## Given text
5. Process control: the shell

    A. How does the shell start programs?

	--example: 
	    $ ls

	[see panel 1 on handout; go line-by-line]

	--calls fork(), which creates a copy of the shell. now there are
	two copies of the shell running

	--then calls exec(), which loads the new program's instructions
	into memory and begins executing them.
	    --(exec invokes the loader, which we'll talk about.)

	while (1) {
		write(1, "$ ", 2);
		readcommand(command, args); // parse input
		if ((pid = fork()) == 0) // child?
			exec(command, args, 0);
		else if (pid > 0) // parent?
			wait(0); //wait for child
		else
			perror("failed to fork");
	}

	--how can shell wait for the end of a process?

## Instruction 1
In the shell notes, what does fork() create?
## Instruction 2
Decide whether each statement below agrees with the shell notes, answering yes or no and quoting the words of the notes that settle it.
(a) exec() loads the new program's instructions into memory.
(b) After fork(), only one copy of the shell is running.
(c) When fork() fails, the shell reports "failed to fork".
## Instruction 3
Write the next part of the lecture notes on how the shell starts programs, picking up right after their final line.

## Given information

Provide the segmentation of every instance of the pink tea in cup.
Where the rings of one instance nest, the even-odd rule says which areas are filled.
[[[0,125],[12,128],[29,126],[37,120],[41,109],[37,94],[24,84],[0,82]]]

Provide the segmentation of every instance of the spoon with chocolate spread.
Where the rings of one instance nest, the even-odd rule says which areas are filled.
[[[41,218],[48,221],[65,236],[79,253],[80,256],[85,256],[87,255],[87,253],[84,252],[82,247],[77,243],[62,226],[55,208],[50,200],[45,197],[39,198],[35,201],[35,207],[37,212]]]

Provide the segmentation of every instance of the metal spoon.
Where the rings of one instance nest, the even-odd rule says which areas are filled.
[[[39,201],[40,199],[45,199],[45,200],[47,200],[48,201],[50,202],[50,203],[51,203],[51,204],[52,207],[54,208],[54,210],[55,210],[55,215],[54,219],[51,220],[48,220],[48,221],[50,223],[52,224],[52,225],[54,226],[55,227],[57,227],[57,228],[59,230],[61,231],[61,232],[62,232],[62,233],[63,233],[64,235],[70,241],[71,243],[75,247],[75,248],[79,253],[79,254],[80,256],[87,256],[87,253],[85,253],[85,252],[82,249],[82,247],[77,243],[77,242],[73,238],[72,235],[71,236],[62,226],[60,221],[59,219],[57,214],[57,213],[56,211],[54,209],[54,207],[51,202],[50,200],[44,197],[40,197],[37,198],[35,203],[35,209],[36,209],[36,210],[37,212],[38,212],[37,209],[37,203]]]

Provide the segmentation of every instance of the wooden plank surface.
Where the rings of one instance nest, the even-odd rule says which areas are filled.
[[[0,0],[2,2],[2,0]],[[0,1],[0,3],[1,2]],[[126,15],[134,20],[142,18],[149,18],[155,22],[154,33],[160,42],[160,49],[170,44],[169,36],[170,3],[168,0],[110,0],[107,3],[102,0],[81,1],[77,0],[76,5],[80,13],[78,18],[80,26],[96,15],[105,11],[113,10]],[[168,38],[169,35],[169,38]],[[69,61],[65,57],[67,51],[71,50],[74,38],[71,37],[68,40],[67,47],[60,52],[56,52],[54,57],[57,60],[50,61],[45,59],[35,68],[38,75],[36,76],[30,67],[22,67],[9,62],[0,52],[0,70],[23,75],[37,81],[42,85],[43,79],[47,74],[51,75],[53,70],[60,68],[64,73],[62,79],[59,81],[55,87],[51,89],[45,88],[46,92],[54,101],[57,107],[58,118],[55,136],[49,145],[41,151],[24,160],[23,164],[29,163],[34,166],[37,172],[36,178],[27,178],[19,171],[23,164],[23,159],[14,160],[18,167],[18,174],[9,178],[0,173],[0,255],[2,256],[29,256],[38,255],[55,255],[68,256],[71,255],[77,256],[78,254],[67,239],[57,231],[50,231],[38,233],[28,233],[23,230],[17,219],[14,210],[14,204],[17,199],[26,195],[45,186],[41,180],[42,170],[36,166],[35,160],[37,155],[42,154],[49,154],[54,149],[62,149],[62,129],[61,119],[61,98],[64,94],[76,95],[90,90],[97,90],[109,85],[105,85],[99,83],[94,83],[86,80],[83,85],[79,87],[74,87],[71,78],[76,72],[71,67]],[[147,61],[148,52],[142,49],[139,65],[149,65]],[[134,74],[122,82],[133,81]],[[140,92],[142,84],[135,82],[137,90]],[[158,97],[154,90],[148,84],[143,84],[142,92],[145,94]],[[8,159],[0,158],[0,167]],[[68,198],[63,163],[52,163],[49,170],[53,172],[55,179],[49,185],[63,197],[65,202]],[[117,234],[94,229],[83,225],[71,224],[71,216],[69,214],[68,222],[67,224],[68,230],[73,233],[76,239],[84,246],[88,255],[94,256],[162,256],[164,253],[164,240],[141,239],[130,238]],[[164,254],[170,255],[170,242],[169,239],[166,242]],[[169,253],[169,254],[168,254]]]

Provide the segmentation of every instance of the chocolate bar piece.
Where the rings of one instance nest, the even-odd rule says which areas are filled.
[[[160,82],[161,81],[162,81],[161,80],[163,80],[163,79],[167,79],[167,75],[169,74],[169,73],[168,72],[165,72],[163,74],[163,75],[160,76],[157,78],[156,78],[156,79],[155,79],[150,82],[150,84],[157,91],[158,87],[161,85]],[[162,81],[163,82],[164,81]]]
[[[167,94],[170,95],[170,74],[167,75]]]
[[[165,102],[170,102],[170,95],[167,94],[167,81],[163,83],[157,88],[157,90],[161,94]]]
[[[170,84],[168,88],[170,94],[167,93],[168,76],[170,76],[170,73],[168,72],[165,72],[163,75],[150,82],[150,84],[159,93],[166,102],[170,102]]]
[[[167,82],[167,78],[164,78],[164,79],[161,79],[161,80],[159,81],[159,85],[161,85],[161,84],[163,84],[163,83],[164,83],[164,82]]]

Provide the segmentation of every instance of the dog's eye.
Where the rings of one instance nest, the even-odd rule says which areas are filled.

## Written answer 1
A copy of the shell.

## Written answer 2
(a) Yes: "loads the new program's instructions into memory and begins executing them."
(b) No: "now there are two copies of the shell running"
(c) Yes: "perror("failed to fork");"

## Written answer 3
	    --with wait() or waitpid() system calls

	--WAIT, WHY ARE FORK() AND EXEC() SEPARATE? 
	
	    * We will come back to this.

    B. Redirection

	* What is redirection?

	    $ ls > tmp1

	* How is it implemented?

	    key lines: just before exec, shell does:
		close(1)
		open ("tmp1", O_TRUNC | O_CREAT | O_WRONLY, 0666)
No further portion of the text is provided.